*TASK DIRECTIONS*.
Retype the records that come next, word for word.

*Records from a data source*.
=-=-=-=-=

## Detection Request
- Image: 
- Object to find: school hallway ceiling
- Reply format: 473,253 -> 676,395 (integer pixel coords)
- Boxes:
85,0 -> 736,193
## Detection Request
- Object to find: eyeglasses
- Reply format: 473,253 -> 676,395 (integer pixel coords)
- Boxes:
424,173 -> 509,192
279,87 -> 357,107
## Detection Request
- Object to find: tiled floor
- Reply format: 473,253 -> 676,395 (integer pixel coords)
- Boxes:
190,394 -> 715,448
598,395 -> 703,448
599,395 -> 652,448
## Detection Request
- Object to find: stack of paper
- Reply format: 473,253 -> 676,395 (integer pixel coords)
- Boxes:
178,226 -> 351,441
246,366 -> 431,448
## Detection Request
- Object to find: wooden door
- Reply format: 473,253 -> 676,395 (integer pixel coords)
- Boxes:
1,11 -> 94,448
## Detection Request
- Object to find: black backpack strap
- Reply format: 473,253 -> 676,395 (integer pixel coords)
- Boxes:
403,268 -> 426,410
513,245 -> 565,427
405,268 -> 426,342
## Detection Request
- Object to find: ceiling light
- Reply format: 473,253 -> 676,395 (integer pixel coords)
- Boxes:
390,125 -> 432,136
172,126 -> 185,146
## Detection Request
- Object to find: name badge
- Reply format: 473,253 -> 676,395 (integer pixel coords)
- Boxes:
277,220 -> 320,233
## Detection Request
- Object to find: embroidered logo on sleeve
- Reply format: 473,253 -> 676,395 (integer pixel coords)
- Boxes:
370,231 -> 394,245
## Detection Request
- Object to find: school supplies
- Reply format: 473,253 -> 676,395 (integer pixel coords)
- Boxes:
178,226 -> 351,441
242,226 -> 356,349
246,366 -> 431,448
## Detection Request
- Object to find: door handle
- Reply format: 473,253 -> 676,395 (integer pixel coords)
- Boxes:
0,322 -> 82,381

=-=-=-=-=

*RESULT OF THIS TASK*.
## Detection Request
- Image: 
- Object to find: school hallway ceiling
- Reply format: 473,253 -> 676,395 (integer pixel coords)
- Boxes:
85,0 -> 736,193
## Detection Request
- Object to find: eyeglasses
- Reply format: 473,253 -> 676,395 (integer pixel coords)
- Boxes:
424,173 -> 509,192
279,87 -> 357,107
## Detection Request
- Object to find: tiled floor
- Reply format: 473,253 -> 676,395 (integer pixel coords)
- Boxes:
190,394 -> 715,448
598,395 -> 703,448
599,395 -> 652,448
## Detection Request
- Object to find: stack of paper
- Reply format: 473,253 -> 676,395 (integer pixel coords)
- Boxes:
178,226 -> 351,441
246,366 -> 431,448
## Detection Request
- Object to find: wooden door
- Reply format: 473,253 -> 676,395 (integer pixel coords)
- Boxes:
1,11 -> 94,448
## Detection Request
- Object to find: black backpack strap
- Reply format: 473,253 -> 676,395 (integer pixel coords)
- Boxes:
403,268 -> 426,410
513,245 -> 565,427
405,268 -> 426,342
## Detection Request
- Object to find: ceiling light
- Reply format: 473,253 -> 676,395 (integer pixel coords)
- Boxes:
390,125 -> 432,136
172,126 -> 185,146
## Detection Request
- Object to find: name badge
- Reply format: 473,253 -> 676,395 (integer pixel coords)
- Boxes:
277,220 -> 320,233
## Detection Request
- Object to find: embroidered logo on sleeve
- Reply format: 473,253 -> 676,395 (integer pixel coords)
- Boxes:
370,231 -> 394,245
## Detection Request
- Object to find: school supplies
- Reply format: 473,253 -> 676,395 (integer pixel coords)
- Boxes:
178,226 -> 351,441
242,226 -> 356,349
246,366 -> 431,448
## Detection Request
- Object to find: door handle
- Reply format: 473,253 -> 676,395 (integer pixel coords)
- Boxes:
0,322 -> 82,381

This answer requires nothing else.